- WRITTEN PROBLEM: Report every line of the items below that contains the word "with", treating uppercase and lowercase as different.

- EXCERPTED RECORDS:
- - -

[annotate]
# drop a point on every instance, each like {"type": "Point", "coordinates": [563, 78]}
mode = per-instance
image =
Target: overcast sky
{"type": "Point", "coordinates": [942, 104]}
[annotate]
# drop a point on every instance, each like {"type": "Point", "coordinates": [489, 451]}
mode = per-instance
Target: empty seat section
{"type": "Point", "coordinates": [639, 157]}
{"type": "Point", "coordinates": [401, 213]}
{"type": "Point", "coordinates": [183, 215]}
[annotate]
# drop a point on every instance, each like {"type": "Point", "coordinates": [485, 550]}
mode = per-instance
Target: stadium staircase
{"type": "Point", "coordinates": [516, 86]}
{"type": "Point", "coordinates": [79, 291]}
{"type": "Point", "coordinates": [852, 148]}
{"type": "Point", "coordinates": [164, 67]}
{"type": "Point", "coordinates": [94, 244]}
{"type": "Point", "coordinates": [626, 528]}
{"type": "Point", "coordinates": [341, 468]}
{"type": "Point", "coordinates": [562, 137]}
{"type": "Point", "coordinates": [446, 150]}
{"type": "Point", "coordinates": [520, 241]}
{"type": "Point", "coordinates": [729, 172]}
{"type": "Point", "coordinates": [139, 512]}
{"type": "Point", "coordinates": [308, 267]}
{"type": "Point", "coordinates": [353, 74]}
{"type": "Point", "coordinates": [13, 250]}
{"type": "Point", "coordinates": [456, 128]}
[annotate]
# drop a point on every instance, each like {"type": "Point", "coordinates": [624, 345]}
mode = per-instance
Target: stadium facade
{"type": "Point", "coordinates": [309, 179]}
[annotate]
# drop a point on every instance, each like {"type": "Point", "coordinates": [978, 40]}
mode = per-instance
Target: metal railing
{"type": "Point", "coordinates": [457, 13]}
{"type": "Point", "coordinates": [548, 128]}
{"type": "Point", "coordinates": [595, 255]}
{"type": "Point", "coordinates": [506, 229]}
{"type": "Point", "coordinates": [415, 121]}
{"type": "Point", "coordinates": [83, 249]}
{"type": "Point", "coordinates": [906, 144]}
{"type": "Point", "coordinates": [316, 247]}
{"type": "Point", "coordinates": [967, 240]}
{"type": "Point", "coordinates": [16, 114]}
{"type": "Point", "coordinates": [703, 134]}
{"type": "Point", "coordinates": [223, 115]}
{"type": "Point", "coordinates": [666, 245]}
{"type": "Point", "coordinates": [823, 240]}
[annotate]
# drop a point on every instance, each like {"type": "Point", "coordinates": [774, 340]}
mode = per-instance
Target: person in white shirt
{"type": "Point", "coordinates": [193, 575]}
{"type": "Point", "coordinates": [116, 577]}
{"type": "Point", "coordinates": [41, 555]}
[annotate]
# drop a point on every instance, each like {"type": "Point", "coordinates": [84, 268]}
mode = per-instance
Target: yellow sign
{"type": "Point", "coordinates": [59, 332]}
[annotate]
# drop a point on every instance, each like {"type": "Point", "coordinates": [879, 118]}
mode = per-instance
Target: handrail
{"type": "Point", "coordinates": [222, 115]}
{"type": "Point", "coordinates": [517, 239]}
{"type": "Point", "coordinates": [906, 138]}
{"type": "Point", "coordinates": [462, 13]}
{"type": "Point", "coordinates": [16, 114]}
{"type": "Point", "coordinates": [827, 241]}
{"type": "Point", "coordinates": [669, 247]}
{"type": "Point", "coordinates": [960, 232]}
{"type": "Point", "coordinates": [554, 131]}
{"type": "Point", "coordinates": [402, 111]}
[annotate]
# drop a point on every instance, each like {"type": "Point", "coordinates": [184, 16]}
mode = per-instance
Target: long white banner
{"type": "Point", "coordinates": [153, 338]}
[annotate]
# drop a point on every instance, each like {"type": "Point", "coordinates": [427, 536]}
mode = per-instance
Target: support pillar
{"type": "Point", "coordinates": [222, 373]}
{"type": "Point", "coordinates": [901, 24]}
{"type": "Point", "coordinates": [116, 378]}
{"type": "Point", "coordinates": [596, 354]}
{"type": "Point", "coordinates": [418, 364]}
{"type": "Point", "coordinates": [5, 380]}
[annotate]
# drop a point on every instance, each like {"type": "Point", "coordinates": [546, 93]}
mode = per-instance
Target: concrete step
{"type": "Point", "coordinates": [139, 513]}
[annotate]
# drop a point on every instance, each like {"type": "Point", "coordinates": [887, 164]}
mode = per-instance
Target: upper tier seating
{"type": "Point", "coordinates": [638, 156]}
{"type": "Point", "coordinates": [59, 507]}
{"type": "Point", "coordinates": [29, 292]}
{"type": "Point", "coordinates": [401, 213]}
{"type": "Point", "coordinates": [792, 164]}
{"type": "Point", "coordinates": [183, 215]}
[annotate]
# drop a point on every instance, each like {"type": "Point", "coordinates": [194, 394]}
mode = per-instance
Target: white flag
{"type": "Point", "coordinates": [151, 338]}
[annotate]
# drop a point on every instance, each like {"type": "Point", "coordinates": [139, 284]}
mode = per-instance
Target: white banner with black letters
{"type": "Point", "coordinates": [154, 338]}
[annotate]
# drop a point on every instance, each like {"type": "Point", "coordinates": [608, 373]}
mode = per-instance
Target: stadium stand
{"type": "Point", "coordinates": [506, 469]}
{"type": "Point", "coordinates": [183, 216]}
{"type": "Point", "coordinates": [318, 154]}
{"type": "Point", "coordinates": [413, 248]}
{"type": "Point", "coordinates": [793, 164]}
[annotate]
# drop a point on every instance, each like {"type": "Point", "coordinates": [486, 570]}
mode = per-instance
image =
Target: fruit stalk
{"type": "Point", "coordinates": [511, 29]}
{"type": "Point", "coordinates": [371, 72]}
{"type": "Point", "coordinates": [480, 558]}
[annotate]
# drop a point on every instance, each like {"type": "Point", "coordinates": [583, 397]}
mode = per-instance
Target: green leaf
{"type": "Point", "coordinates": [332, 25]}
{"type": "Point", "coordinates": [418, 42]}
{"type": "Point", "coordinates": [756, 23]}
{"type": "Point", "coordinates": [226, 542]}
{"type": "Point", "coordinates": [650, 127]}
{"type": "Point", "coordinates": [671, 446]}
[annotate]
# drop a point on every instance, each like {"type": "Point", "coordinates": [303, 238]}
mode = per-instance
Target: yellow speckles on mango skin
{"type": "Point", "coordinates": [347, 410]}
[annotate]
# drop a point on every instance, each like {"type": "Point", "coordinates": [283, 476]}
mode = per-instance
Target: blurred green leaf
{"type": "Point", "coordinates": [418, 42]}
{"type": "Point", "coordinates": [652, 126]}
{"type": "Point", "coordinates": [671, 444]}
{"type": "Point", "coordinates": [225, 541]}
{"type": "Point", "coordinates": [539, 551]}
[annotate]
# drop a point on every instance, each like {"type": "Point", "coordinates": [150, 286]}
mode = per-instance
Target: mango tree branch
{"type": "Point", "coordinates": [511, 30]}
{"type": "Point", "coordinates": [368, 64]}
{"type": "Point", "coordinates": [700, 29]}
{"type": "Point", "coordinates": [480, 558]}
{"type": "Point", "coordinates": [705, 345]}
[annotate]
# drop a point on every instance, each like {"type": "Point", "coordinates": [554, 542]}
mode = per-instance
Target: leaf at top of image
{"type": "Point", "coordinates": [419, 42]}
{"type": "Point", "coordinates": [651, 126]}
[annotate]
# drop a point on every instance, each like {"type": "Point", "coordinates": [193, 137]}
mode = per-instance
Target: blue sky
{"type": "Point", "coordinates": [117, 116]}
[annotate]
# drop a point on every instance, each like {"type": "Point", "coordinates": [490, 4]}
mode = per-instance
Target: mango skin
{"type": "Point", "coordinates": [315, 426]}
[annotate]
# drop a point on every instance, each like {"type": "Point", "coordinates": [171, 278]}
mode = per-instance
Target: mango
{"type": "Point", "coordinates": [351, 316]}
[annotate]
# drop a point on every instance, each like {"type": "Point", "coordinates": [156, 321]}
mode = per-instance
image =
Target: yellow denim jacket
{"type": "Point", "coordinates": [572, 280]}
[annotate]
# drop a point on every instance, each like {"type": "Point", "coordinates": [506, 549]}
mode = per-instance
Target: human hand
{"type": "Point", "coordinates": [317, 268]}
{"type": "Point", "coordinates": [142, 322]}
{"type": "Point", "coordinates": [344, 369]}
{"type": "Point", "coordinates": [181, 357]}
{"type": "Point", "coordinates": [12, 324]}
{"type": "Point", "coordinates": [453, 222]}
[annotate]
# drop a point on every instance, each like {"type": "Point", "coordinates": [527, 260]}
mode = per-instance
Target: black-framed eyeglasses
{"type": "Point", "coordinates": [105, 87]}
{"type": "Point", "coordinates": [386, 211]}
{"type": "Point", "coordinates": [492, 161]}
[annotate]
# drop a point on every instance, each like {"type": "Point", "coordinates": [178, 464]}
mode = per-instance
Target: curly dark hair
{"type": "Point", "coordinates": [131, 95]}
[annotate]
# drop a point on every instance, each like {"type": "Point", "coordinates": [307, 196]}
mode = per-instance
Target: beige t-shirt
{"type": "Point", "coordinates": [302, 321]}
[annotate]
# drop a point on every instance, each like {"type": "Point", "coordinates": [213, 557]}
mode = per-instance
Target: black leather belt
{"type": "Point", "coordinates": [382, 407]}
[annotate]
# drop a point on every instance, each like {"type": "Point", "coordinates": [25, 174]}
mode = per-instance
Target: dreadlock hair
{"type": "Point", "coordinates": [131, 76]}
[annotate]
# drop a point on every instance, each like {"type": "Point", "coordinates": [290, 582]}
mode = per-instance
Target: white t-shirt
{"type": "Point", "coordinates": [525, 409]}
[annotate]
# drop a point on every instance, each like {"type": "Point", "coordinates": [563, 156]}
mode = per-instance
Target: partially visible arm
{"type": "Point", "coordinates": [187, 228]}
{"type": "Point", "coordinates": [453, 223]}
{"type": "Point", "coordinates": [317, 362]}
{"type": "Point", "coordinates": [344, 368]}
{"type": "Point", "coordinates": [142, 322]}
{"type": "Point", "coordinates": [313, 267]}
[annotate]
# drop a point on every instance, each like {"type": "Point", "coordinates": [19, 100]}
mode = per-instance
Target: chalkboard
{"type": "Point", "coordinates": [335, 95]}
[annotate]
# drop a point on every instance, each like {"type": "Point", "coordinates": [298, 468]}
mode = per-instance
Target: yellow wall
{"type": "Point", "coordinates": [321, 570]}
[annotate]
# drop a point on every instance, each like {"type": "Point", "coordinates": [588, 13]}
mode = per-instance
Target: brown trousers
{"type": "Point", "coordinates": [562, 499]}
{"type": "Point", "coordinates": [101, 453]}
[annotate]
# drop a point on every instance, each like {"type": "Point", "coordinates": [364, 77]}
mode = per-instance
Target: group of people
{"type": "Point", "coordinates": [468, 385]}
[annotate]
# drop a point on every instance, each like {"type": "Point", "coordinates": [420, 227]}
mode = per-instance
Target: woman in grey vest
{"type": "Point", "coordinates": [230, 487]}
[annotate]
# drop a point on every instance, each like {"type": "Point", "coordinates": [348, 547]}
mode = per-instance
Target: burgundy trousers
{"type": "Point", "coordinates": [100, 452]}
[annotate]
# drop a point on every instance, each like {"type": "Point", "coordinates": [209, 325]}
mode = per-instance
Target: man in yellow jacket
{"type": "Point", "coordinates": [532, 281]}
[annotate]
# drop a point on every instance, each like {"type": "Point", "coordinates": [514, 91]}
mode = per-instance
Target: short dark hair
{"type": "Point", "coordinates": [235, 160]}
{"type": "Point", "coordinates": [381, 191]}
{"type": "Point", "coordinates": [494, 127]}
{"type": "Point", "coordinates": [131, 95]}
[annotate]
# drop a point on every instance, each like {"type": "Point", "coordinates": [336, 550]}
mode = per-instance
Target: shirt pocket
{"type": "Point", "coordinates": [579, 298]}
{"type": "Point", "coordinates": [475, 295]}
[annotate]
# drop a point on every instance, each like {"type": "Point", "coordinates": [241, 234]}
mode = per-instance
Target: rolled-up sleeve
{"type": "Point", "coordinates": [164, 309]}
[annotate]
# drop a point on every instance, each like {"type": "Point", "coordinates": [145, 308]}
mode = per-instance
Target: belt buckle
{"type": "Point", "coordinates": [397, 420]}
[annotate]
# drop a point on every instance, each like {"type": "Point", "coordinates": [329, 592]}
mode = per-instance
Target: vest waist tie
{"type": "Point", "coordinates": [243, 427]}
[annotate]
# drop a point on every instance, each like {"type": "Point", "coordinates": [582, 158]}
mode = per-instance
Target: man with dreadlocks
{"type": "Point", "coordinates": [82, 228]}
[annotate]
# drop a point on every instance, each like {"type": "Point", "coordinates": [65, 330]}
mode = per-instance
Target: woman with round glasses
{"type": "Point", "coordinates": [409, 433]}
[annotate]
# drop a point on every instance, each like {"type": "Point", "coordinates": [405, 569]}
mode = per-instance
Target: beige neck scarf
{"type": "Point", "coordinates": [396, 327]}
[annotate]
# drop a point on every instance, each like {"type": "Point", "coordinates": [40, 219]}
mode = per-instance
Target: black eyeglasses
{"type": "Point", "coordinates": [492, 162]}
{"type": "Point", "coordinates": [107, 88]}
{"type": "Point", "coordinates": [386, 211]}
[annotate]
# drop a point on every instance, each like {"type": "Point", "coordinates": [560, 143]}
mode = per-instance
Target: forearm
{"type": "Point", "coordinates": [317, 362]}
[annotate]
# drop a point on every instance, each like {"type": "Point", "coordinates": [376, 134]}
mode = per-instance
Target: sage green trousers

- - -

- WRITTEN RESPONSE:
Target: white banner with black letters
Target: man with dreadlocks
Target: woman with round glasses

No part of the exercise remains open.